- _Goal of the exercise_: Return exactly the line that contains "In this photo, point at the tinted" and all lines beneath it in the entries, through the very last one.

- _Saved entries_:
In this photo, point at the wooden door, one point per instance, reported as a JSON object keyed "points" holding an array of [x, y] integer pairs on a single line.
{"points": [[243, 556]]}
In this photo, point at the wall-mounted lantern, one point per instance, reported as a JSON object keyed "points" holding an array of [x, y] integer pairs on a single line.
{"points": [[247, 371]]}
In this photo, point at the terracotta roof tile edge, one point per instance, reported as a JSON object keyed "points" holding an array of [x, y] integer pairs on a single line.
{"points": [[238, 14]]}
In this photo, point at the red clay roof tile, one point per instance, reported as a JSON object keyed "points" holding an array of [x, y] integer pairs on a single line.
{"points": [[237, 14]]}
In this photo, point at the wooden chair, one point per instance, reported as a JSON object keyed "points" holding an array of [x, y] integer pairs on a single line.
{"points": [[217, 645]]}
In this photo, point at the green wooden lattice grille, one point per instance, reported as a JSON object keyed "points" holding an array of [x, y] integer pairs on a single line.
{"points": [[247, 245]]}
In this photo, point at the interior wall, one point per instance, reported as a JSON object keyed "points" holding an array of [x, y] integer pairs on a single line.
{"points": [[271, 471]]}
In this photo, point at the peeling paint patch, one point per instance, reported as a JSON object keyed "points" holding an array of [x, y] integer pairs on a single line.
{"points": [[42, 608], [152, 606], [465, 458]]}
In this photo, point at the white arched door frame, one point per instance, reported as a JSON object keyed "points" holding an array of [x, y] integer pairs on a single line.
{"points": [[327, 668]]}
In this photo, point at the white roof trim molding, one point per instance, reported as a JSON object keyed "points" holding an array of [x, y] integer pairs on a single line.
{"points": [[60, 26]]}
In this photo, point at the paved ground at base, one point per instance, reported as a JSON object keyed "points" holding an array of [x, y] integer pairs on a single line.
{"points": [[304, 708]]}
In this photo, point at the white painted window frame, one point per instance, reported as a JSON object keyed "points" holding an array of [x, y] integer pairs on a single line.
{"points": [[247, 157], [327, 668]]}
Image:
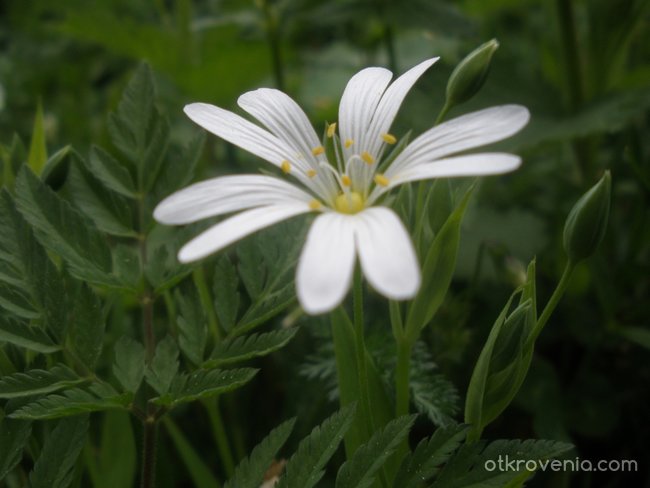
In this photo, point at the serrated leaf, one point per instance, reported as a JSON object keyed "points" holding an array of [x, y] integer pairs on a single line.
{"points": [[226, 293], [54, 466], [239, 349], [306, 467], [109, 211], [87, 322], [38, 382], [192, 324], [467, 468], [129, 363], [111, 172], [202, 384], [361, 469], [164, 366], [429, 455], [37, 148], [23, 335], [97, 397], [250, 471], [63, 230], [14, 435]]}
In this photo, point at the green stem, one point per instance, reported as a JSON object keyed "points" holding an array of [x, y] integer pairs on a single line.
{"points": [[206, 302], [219, 433], [364, 395], [553, 301]]}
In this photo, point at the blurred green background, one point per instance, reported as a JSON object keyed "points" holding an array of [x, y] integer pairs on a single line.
{"points": [[582, 68]]}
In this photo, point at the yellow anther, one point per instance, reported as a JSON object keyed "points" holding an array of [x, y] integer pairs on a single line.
{"points": [[389, 138], [365, 155], [350, 202], [381, 180]]}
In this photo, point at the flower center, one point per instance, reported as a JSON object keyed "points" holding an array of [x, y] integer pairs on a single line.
{"points": [[351, 202]]}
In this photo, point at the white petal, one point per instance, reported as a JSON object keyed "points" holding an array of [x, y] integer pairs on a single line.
{"points": [[387, 257], [239, 131], [462, 133], [471, 165], [326, 263], [226, 194], [234, 228], [390, 104], [283, 117], [358, 104]]}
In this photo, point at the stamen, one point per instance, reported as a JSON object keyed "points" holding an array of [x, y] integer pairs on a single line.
{"points": [[389, 138], [381, 180], [365, 155]]}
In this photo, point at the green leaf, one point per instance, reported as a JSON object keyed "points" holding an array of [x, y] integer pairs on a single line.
{"points": [[97, 397], [467, 468], [201, 475], [226, 293], [37, 148], [361, 469], [306, 467], [437, 271], [239, 349], [250, 471], [192, 324], [87, 322], [54, 467], [202, 384], [63, 230], [109, 211], [38, 382], [129, 363], [429, 456], [111, 172], [14, 435], [112, 463], [164, 366]]}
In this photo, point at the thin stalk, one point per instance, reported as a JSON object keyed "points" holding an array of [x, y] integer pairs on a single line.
{"points": [[149, 453], [220, 436], [364, 395], [553, 301]]}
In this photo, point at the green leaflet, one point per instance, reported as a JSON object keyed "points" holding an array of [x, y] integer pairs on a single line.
{"points": [[54, 466], [250, 471], [202, 384], [38, 382], [63, 230], [306, 467], [239, 349], [360, 471], [429, 456]]}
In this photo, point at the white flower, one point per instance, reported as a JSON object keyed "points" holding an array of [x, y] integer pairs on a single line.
{"points": [[344, 192]]}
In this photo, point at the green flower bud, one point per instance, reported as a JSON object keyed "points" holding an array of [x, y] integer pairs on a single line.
{"points": [[586, 224], [470, 74]]}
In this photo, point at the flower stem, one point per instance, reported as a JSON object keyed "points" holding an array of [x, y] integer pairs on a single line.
{"points": [[149, 453], [364, 395], [553, 301]]}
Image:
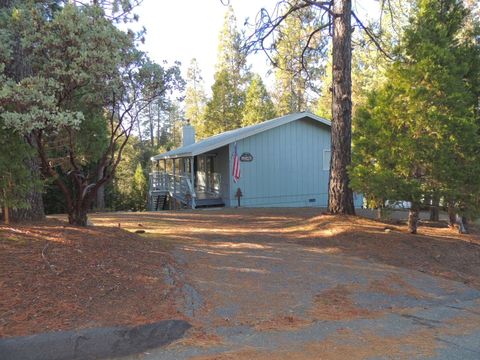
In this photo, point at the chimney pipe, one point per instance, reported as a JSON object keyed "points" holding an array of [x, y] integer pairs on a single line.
{"points": [[188, 134]]}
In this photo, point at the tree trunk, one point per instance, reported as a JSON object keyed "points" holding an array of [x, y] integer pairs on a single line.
{"points": [[6, 218], [413, 215], [100, 197], [340, 196], [434, 210], [36, 212], [78, 217], [452, 218]]}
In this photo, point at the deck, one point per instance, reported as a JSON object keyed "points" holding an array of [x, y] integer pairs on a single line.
{"points": [[179, 187]]}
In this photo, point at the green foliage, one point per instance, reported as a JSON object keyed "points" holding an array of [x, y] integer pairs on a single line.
{"points": [[224, 110], [418, 135], [15, 176], [297, 71], [129, 191], [195, 98], [82, 88], [258, 104]]}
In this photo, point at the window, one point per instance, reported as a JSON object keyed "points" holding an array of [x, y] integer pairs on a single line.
{"points": [[326, 160]]}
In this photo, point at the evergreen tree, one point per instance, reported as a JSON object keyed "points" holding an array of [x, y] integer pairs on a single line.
{"points": [[139, 189], [195, 98], [225, 108], [297, 72], [419, 134], [258, 104], [15, 176]]}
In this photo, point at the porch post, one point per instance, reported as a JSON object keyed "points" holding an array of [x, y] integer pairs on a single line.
{"points": [[174, 178], [192, 177]]}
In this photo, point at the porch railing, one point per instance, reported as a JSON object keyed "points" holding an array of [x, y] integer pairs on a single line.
{"points": [[210, 184], [177, 185]]}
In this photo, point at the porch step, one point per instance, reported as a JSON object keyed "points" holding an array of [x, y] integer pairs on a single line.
{"points": [[160, 202]]}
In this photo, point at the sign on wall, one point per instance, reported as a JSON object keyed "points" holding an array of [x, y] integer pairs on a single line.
{"points": [[246, 157]]}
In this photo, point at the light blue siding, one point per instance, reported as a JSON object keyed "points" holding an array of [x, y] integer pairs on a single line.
{"points": [[221, 166], [287, 168]]}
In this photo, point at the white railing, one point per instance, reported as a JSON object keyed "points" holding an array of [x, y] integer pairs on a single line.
{"points": [[177, 185]]}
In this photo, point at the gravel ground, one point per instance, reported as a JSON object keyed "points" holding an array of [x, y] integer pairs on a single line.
{"points": [[290, 284]]}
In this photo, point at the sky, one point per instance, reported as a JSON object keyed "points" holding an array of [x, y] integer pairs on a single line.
{"points": [[186, 29]]}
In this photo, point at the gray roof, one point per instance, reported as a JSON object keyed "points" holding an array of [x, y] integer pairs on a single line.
{"points": [[228, 137]]}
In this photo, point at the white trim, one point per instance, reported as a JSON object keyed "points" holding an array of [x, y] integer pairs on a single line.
{"points": [[232, 136]]}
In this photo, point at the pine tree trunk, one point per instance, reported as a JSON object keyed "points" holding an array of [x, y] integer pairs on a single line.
{"points": [[452, 217], [6, 217], [100, 198], [413, 215], [340, 196], [434, 210]]}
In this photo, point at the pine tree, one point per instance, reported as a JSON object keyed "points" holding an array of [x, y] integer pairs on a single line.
{"points": [[195, 98], [224, 110], [296, 70], [139, 189], [258, 104], [419, 134]]}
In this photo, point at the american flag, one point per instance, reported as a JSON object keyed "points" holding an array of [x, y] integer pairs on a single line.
{"points": [[236, 165]]}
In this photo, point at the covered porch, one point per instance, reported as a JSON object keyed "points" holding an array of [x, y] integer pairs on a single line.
{"points": [[185, 182]]}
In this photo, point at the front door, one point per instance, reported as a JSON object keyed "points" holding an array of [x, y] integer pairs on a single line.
{"points": [[205, 173]]}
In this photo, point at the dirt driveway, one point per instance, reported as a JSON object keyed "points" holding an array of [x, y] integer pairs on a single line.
{"points": [[292, 284]]}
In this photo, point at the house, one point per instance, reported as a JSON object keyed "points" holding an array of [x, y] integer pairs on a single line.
{"points": [[284, 162]]}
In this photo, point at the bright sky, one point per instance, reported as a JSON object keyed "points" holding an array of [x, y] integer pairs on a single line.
{"points": [[182, 30]]}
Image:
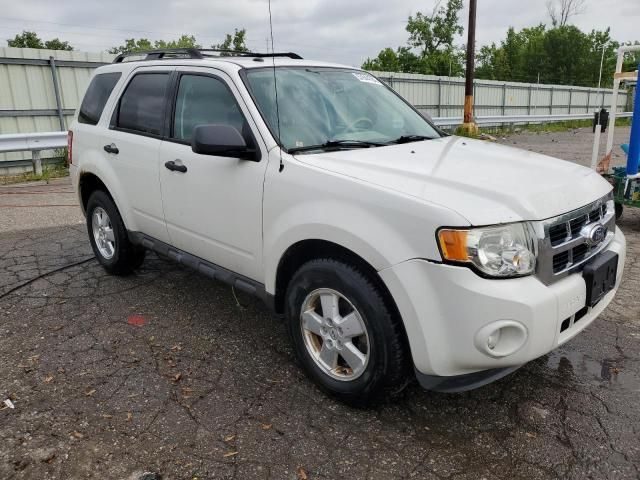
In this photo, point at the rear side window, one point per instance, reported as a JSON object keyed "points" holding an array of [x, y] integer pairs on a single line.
{"points": [[142, 105], [204, 100], [96, 97]]}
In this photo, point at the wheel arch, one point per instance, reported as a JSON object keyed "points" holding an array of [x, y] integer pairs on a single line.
{"points": [[310, 249], [89, 183]]}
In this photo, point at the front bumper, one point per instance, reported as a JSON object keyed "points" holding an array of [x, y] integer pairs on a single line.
{"points": [[448, 310]]}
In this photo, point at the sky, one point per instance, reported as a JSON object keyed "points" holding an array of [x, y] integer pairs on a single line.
{"points": [[343, 31]]}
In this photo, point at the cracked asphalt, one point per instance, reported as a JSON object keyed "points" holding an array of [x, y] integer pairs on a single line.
{"points": [[166, 371]]}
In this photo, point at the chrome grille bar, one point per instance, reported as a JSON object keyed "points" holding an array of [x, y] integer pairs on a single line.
{"points": [[557, 258]]}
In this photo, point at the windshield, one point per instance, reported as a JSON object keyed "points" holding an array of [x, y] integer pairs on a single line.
{"points": [[326, 106]]}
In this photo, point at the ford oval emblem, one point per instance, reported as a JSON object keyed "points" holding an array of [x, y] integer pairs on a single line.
{"points": [[594, 234]]}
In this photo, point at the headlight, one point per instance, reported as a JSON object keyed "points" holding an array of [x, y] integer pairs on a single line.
{"points": [[499, 251]]}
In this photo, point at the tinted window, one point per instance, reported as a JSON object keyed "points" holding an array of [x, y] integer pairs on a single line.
{"points": [[96, 97], [142, 104], [205, 101]]}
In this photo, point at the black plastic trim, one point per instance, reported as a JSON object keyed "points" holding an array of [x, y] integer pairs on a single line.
{"points": [[197, 53], [462, 383], [170, 112], [205, 267]]}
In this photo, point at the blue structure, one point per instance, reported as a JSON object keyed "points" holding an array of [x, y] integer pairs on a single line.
{"points": [[633, 158]]}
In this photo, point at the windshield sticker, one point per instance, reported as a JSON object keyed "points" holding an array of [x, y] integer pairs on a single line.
{"points": [[366, 78]]}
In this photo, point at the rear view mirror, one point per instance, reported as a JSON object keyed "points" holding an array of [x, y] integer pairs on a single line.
{"points": [[221, 141]]}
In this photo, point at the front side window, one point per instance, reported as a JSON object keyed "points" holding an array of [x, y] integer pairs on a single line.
{"points": [[320, 105], [96, 97], [204, 100], [142, 104]]}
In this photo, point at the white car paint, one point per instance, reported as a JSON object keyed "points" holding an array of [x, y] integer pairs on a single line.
{"points": [[384, 204]]}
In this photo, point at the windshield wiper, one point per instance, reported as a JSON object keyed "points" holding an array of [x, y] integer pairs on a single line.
{"points": [[411, 138], [330, 144]]}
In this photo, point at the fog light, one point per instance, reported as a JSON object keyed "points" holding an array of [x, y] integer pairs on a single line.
{"points": [[493, 339], [501, 338]]}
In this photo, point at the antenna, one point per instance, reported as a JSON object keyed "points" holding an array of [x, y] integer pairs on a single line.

- _Response box_:
In this photo, point at the tinted window, one point per instance, reported as a JSON object keyed "points" holding an array of [x, y] integer pairs on a single line.
{"points": [[96, 97], [142, 104], [205, 101]]}
In this photo, point at the black plastic trim, one point per instance, reported as a JSON object keyed "points" holding an array of [x, y] integer pairs on a single line.
{"points": [[197, 53], [462, 383], [170, 112], [205, 267]]}
In this photo, point at the blue structure, one point per instance, reported as a JSON object keyed "points" holding an array of [x, y] integer pairs on a single line.
{"points": [[633, 158]]}
In this photo, point at the windshield sticker, one point per instance, reported as a JSON object keyed "points" holding an array of [x, y] integer pairs on a single line.
{"points": [[366, 78]]}
In this photo, point at the rear view mirror, one point per instance, reported as a JSON object keyed "points" holding an array of [x, y] integer pairs on a single line.
{"points": [[221, 141]]}
In this photo, point at the front side window, one point per instance, reported as a JSON object keyed "points" holding an array of [x, y] integer pairs on a single line.
{"points": [[320, 105], [96, 97], [204, 100], [142, 104]]}
In this photo, point at the white car paint, one point per instance, reported as a JSON object keyed "points" holding an array of [x, y] integer pairs on a single line.
{"points": [[384, 204]]}
In this photo, point at the windshield wiper, one point per instance, reported as a JSON object keyed "points" holding an array of [x, y] integer pairs on a single line.
{"points": [[411, 138], [330, 144]]}
In this photo, point at the fog light, one point per instance, reported as a JSON object keyed "points" holding an array of [x, y] integer pairs on a single line.
{"points": [[493, 339], [501, 338]]}
In this photo, point at the antenna, one point per instance, reported as a JSON object keyed "points" holding an array of [x, y] integer pairs on a single line.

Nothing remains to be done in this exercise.